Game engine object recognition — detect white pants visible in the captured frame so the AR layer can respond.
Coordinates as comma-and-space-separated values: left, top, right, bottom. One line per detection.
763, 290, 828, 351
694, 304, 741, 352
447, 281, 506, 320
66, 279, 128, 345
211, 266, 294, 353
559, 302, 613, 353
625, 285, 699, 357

######

Please repeat the material above in full, swapping "white pants" for "light-colored trousers" and keeping everything else the same.

Game engine object recognition — detect light-colored trousers visible in the captured frame so the AR layer can respond.
Coordinates as comma-and-space-separated values: left, top, right, bottom. One line per detection.
763, 290, 828, 351
694, 304, 741, 352
447, 281, 506, 320
66, 279, 128, 345
211, 266, 294, 353
559, 302, 613, 353
625, 285, 699, 357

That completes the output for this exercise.